— START SUPPLIED DATA —
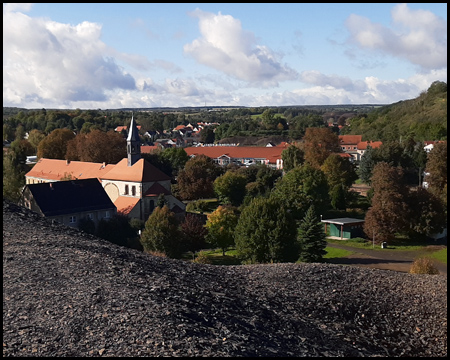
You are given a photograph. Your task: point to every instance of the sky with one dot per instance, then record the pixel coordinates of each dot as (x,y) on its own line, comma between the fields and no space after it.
(144,55)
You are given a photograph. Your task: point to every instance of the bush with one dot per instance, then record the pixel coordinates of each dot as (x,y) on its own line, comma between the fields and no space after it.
(202,258)
(423,265)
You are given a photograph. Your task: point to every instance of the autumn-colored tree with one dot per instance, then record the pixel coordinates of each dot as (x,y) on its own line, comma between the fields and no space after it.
(427,214)
(161,233)
(196,179)
(319,143)
(292,156)
(54,145)
(301,187)
(389,212)
(436,170)
(266,233)
(311,237)
(230,188)
(221,224)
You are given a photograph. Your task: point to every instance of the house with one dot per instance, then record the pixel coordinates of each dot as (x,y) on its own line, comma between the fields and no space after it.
(344,228)
(133,184)
(242,155)
(355,147)
(69,201)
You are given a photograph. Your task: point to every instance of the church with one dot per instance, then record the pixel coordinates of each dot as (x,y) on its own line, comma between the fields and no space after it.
(133,184)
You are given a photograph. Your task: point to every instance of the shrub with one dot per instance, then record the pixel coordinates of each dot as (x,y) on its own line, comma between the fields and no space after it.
(423,265)
(202,258)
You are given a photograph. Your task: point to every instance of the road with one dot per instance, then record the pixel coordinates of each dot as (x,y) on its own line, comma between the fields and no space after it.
(397,260)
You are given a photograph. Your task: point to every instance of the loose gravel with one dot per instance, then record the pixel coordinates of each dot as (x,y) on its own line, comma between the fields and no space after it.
(67,293)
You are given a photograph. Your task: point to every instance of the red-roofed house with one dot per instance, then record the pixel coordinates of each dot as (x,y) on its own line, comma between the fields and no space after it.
(133,184)
(242,155)
(354,146)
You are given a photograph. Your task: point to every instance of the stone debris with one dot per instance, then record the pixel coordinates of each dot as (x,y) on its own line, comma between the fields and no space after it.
(67,293)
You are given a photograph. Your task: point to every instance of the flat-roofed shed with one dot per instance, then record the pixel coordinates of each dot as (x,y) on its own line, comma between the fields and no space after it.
(344,228)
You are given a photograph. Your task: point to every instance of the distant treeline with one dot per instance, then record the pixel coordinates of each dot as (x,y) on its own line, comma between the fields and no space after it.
(423,118)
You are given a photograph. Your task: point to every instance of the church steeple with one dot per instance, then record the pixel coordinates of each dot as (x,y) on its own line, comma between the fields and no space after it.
(133,143)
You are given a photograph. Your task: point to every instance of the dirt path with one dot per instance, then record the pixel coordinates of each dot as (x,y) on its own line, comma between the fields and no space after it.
(383,259)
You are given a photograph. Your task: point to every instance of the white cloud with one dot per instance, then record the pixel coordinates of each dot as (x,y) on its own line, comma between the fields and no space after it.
(10,7)
(56,63)
(226,47)
(417,35)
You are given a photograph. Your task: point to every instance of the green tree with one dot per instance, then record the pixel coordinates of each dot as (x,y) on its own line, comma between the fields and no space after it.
(436,170)
(54,145)
(339,171)
(13,177)
(196,179)
(221,224)
(35,137)
(194,233)
(266,233)
(161,233)
(230,188)
(319,143)
(292,156)
(301,187)
(177,158)
(20,133)
(97,146)
(312,238)
(366,165)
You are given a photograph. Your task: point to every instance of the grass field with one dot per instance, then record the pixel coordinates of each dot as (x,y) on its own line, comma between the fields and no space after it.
(230,258)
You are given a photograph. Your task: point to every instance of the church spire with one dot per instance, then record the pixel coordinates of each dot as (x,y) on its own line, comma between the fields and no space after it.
(133,143)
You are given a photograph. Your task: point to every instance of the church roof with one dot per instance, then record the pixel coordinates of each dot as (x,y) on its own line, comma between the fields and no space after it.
(156,189)
(125,204)
(68,197)
(140,171)
(54,169)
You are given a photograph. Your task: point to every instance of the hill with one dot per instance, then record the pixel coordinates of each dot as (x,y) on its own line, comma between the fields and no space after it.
(67,293)
(424,117)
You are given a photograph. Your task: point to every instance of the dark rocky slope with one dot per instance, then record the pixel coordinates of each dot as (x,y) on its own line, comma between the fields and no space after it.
(66,293)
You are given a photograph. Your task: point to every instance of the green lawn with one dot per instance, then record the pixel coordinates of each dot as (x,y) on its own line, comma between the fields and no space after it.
(230,258)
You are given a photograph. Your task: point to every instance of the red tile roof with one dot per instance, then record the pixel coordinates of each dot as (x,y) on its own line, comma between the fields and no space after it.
(350,139)
(250,152)
(141,171)
(125,204)
(156,189)
(373,144)
(54,169)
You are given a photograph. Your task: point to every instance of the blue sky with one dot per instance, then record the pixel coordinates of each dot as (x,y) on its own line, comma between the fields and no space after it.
(116,55)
— END SUPPLIED DATA —
THE TASK
Starting at the line that contains "the green lawn", write out every line to the end of the entries, exactly as given.

SOLUTION FOR THIS EXERCISE
You are given a photograph. Your task: point to every instance of the green lawn with one dot per instance, then record the pixel coordinates of each dot as (x,y) on its own line, comma between the fields and no space after it.
(230,258)
You are given a photograph. Your task: point to every instance of the red tile roof with one dot per instance, then record the pixel coordinates of each dot as (x,y) on its own line, comma between the fields and no space after it.
(350,139)
(250,152)
(141,171)
(125,204)
(156,189)
(373,144)
(54,169)
You are given a photograph. Your task: point to every instance of the blue sky with one dot per instance, then record the pixel coordinates of each dot as (x,y) on its own line, comma between the fields and no space after it.
(116,55)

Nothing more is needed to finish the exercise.